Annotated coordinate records
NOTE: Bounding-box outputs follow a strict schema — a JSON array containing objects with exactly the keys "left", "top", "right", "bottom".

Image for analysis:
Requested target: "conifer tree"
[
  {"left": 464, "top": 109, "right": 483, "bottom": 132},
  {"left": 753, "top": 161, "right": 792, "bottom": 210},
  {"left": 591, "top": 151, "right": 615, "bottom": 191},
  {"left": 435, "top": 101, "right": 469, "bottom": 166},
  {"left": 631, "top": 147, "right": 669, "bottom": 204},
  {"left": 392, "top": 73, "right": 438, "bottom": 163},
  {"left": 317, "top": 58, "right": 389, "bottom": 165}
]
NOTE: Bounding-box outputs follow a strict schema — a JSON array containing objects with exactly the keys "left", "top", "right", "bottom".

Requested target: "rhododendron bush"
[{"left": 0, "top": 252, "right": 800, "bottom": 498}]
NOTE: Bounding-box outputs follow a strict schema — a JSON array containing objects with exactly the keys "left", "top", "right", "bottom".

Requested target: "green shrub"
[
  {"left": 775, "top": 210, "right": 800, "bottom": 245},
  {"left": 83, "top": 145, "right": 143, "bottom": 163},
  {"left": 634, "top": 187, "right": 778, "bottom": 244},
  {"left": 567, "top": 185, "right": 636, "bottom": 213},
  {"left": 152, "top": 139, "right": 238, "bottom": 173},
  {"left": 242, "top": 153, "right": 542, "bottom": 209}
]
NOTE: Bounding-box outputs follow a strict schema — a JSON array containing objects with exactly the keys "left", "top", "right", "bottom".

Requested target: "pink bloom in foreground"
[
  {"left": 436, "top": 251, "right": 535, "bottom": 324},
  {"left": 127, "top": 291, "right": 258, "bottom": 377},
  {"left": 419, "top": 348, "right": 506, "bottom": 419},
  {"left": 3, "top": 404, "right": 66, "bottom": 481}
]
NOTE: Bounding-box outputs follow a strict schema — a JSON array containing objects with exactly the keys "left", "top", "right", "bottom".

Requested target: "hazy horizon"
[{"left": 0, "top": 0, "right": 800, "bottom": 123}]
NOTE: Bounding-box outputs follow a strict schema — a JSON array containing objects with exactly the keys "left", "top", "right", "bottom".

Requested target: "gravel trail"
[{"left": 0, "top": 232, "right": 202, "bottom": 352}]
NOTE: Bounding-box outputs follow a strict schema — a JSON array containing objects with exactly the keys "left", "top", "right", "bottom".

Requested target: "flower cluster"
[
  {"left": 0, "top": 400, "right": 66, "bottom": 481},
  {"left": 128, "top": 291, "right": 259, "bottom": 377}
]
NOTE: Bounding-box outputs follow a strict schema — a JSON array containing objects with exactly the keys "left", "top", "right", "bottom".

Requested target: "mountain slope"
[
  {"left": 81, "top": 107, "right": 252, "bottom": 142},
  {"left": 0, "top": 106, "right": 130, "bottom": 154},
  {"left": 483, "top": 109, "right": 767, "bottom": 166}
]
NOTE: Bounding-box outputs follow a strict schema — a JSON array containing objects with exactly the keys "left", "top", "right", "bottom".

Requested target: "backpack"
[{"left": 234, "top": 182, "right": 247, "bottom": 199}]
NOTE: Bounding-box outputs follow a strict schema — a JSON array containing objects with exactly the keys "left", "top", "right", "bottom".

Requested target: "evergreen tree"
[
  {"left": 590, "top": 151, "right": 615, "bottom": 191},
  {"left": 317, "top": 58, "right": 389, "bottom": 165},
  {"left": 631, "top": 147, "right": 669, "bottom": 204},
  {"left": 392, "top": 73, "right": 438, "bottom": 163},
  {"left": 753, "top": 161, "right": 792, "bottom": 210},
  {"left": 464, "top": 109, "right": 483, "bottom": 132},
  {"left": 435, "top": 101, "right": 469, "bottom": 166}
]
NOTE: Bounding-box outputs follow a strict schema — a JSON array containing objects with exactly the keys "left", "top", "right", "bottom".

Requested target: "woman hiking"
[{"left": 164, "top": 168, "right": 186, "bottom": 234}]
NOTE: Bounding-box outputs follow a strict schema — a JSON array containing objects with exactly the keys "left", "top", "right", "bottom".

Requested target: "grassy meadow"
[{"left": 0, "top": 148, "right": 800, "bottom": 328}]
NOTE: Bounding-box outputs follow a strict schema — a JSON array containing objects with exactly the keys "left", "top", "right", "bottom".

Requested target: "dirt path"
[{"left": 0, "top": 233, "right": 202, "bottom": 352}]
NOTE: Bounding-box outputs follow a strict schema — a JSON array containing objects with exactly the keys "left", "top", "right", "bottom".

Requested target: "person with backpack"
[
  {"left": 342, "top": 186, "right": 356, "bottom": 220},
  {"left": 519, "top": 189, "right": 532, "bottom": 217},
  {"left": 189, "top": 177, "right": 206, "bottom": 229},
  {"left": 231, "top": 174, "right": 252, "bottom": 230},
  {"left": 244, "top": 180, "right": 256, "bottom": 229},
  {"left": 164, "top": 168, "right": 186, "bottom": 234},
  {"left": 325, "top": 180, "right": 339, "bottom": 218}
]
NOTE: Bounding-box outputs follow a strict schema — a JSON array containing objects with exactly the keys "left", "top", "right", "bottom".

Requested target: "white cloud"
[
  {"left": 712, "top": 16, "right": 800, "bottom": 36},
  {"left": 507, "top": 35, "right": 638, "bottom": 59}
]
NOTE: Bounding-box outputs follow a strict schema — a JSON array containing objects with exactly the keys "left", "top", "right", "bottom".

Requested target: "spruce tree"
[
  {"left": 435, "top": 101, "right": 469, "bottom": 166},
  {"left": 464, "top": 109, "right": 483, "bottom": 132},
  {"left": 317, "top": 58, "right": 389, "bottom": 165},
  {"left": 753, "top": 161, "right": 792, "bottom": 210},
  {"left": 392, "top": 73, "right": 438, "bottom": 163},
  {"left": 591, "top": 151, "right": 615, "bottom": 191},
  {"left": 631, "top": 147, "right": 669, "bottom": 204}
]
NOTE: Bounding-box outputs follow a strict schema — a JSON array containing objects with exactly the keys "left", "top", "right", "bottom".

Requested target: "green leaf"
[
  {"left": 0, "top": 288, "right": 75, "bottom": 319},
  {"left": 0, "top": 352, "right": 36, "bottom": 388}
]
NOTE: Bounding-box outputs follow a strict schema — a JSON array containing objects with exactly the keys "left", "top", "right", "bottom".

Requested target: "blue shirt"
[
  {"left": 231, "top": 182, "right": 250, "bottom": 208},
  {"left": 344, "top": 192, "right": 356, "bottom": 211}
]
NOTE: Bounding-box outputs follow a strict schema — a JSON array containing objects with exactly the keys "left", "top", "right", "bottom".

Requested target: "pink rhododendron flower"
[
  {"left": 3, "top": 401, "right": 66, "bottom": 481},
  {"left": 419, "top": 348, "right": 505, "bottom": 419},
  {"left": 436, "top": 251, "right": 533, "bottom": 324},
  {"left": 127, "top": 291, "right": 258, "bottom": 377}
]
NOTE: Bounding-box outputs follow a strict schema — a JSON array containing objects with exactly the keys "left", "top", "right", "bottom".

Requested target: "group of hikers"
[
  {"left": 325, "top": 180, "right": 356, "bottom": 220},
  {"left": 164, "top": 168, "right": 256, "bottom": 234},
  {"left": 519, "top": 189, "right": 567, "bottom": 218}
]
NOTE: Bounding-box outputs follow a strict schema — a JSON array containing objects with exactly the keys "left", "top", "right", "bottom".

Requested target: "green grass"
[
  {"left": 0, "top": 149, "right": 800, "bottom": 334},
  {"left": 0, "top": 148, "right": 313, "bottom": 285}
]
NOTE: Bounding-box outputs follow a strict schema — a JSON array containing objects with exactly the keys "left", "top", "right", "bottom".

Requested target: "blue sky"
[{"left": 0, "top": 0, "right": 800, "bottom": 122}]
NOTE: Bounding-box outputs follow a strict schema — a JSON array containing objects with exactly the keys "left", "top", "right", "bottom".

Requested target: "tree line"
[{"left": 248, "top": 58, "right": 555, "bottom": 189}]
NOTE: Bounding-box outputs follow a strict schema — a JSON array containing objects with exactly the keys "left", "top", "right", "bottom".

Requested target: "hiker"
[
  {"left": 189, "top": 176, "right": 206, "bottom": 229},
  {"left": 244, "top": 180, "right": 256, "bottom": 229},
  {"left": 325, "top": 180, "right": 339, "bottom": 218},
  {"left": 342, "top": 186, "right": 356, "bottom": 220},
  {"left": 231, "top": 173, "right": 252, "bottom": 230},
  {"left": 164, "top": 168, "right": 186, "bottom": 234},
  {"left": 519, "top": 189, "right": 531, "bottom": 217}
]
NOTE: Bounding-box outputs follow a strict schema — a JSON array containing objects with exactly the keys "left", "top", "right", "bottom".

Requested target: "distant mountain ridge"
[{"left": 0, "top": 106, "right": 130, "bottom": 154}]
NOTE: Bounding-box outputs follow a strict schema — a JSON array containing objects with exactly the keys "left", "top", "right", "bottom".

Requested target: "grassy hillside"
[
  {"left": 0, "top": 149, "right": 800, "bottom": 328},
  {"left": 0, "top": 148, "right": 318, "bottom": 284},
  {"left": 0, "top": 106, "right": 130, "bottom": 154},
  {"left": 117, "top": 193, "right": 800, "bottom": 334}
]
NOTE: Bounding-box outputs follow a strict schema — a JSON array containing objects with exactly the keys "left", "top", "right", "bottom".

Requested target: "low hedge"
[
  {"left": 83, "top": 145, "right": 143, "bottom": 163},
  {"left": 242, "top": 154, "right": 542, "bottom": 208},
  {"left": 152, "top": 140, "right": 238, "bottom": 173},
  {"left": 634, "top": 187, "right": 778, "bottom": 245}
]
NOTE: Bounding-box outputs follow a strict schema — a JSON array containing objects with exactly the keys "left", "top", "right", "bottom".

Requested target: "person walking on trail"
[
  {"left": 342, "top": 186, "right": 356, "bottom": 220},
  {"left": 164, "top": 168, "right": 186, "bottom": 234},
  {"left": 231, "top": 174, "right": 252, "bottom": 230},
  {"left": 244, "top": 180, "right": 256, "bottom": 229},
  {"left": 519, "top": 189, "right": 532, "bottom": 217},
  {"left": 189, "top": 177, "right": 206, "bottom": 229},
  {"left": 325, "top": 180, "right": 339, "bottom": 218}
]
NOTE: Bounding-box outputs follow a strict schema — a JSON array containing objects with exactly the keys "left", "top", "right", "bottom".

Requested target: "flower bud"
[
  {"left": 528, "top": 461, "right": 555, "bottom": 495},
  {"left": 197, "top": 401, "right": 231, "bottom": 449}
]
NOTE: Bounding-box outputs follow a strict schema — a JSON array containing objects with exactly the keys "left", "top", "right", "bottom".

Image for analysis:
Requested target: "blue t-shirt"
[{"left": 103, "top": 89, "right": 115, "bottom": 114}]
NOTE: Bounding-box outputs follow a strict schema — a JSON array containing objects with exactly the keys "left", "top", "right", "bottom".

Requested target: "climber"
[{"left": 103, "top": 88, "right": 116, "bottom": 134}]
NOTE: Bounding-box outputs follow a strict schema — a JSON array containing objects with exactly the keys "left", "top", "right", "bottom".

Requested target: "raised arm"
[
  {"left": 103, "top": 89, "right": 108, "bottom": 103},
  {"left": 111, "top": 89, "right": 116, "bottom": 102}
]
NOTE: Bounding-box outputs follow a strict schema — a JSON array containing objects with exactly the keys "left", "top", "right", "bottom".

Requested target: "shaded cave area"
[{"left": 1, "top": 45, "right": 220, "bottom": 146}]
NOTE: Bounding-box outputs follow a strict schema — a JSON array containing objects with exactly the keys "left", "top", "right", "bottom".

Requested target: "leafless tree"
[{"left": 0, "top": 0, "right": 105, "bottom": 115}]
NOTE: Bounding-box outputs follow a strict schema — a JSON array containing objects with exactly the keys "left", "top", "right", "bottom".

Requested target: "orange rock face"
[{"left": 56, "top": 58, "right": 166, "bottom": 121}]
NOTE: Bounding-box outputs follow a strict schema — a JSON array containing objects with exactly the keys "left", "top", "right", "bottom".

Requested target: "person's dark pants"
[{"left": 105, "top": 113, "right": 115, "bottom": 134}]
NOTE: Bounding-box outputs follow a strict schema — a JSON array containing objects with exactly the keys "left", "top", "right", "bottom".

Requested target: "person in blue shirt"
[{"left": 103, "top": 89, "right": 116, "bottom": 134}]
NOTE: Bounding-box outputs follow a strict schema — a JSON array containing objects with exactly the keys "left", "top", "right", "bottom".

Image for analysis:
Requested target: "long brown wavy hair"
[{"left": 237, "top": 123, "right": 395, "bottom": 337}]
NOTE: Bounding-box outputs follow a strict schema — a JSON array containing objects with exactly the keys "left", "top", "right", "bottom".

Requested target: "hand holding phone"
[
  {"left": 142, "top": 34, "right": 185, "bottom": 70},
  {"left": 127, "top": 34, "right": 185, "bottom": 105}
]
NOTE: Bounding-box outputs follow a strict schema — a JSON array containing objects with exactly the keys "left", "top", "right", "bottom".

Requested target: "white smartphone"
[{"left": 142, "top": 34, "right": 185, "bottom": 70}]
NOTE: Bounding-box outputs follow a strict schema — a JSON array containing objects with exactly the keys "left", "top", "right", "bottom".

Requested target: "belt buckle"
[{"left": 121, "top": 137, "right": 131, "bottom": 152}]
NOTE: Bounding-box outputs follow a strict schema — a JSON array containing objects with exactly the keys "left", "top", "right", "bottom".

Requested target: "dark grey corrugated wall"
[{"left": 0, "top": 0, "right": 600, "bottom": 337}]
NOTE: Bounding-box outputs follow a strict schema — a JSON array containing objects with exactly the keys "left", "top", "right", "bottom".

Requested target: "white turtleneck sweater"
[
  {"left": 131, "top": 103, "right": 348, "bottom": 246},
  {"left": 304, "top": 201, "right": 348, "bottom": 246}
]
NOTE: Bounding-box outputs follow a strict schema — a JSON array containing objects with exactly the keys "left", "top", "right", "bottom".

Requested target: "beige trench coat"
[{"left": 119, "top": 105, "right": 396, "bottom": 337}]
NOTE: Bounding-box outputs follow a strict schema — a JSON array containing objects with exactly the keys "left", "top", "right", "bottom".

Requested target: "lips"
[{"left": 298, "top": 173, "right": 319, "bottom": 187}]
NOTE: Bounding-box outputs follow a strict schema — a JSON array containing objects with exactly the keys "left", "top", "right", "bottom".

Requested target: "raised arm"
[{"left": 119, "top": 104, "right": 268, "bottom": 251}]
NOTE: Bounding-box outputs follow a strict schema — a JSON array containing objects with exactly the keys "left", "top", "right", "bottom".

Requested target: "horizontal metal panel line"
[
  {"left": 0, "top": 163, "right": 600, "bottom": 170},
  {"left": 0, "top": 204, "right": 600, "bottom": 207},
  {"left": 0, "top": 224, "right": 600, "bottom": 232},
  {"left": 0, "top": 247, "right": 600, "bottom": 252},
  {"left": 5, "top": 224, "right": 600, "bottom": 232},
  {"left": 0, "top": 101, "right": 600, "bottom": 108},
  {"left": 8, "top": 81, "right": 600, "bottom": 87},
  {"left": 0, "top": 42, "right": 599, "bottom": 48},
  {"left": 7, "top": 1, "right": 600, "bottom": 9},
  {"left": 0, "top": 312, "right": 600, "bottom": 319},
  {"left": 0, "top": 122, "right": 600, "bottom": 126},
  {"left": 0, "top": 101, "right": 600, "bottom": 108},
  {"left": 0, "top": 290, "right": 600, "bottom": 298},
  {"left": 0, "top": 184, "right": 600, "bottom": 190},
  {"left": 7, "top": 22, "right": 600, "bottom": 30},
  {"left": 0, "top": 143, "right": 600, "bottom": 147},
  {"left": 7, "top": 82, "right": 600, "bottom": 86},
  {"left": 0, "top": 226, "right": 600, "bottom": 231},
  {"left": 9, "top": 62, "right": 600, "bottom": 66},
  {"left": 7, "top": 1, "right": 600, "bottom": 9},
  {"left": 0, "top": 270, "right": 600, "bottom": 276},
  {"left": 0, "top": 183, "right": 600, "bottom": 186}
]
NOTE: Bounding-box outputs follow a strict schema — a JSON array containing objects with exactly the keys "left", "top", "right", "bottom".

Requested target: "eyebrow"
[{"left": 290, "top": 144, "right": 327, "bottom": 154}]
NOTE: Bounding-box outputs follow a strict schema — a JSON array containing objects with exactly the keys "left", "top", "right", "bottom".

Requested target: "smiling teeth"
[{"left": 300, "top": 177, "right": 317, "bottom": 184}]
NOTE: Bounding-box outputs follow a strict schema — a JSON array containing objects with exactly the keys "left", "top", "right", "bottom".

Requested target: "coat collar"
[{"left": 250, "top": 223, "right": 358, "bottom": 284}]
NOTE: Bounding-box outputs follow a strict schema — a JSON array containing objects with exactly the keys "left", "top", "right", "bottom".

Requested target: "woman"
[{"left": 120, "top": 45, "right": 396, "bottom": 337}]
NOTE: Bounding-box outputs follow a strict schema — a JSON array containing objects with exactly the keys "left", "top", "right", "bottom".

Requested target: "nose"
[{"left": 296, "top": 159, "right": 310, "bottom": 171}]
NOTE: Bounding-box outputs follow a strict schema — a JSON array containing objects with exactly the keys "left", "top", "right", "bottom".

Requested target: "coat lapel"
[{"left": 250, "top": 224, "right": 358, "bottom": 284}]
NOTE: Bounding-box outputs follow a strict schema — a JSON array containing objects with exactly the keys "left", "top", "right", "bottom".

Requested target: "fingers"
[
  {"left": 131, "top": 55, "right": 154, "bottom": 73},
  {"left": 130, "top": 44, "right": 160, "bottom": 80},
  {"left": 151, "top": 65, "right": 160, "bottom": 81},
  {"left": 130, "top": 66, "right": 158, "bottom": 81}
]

# Written instruction:
Count how many lines of the records contain the word "dark". Give only the number.

# Task response:
2